— Begin —

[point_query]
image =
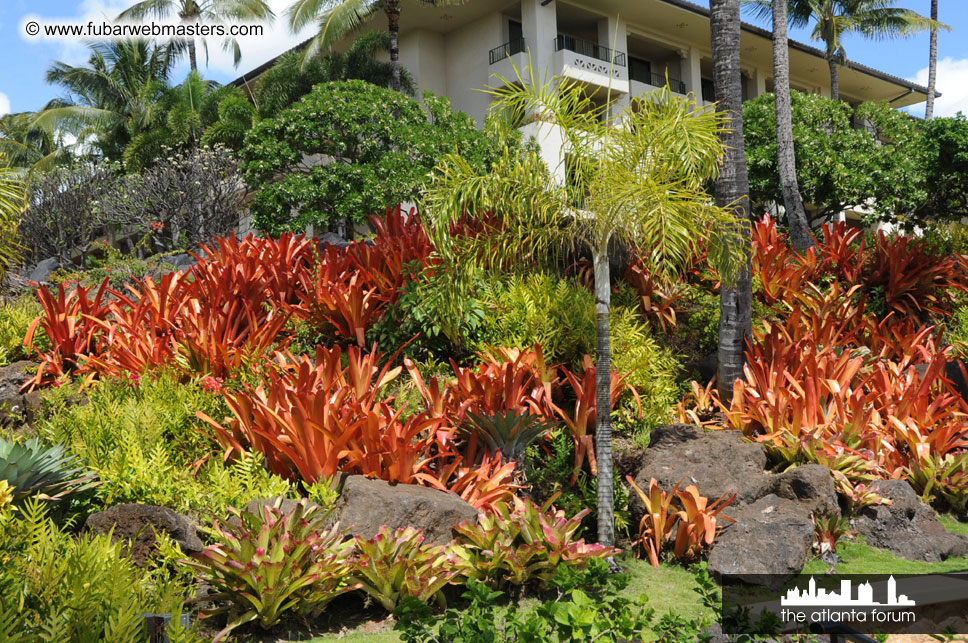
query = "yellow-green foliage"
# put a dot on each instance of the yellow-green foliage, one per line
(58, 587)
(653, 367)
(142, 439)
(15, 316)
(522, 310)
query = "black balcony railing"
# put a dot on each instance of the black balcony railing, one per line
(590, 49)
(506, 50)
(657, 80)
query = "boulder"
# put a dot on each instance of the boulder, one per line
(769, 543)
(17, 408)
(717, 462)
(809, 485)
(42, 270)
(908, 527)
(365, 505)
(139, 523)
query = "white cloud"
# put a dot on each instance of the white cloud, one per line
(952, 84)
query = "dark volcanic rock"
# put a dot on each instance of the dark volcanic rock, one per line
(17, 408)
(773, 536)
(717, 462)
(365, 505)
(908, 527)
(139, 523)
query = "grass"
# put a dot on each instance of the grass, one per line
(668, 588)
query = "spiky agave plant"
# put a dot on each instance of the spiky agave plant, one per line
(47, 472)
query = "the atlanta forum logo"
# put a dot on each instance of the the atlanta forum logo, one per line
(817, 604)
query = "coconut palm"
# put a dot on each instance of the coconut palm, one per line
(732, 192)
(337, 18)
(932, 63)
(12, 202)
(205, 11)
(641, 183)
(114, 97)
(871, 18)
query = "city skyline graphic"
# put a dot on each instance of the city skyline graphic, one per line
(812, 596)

— End —
— Begin —

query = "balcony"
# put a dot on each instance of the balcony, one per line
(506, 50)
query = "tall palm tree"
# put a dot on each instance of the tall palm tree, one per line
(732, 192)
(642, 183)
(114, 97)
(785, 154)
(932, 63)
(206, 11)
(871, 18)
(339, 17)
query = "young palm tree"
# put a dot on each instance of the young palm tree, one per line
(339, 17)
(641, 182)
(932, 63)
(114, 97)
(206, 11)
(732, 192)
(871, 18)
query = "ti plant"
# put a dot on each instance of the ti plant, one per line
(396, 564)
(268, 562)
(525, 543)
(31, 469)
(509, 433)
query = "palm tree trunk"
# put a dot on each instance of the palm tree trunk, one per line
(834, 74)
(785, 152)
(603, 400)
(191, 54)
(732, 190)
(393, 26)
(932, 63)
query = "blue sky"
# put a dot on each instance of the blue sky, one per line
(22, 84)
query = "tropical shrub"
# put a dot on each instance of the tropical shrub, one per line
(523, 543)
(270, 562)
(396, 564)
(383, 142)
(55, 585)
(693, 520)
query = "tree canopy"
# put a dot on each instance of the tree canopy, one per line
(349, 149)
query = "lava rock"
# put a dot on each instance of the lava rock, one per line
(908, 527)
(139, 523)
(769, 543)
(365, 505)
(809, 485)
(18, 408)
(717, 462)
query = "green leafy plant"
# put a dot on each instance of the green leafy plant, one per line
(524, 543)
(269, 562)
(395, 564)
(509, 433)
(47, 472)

— End —
— Begin —

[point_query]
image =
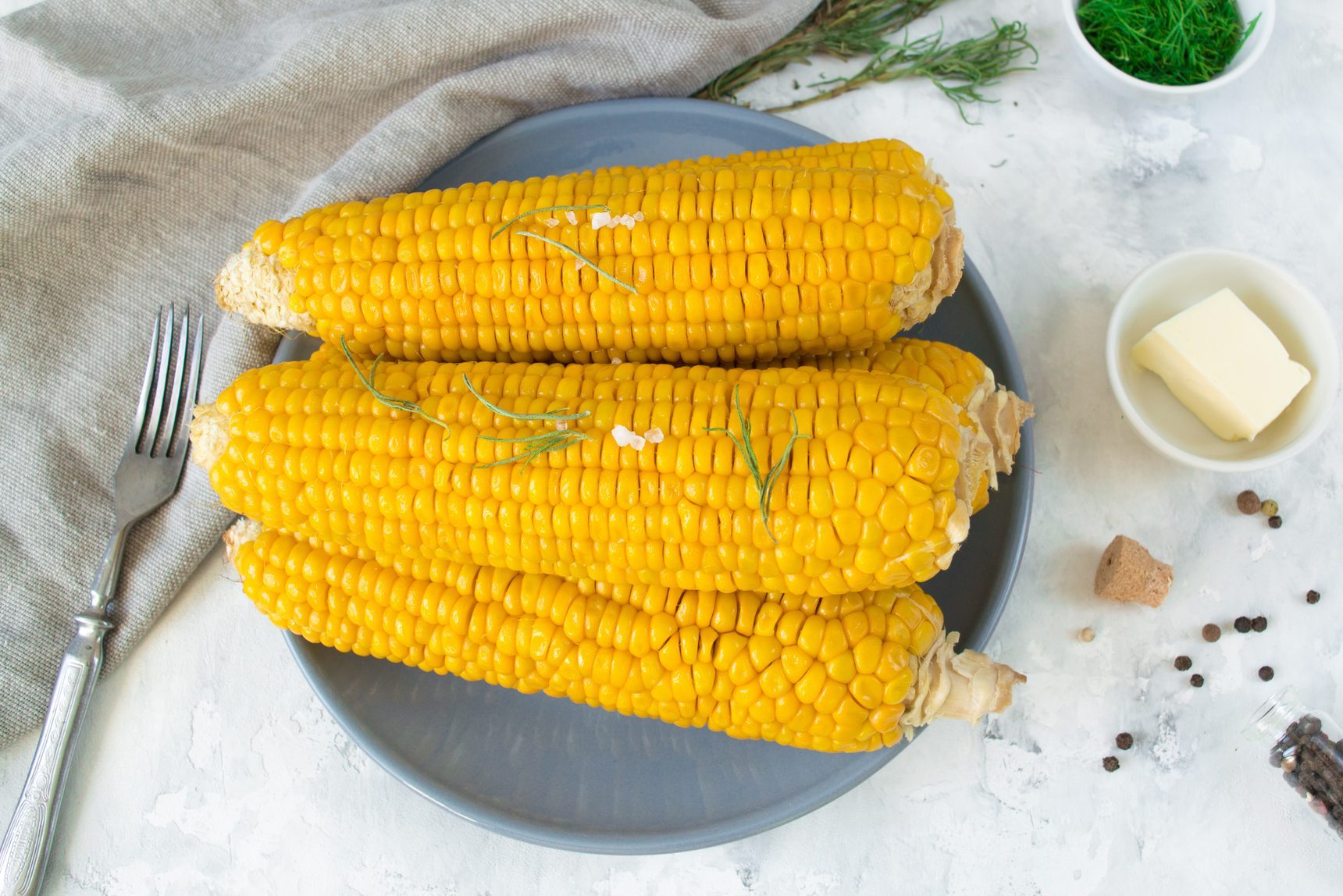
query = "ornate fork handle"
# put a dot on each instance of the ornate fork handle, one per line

— End —

● **TO DO**
Collect every line above that contains the word "agave", matching case exactly, and copy each one out.

● **WORKED ANSWER**
query = "spiky agave plant"
# put a dot on each instance of the spiky agave plant, one per line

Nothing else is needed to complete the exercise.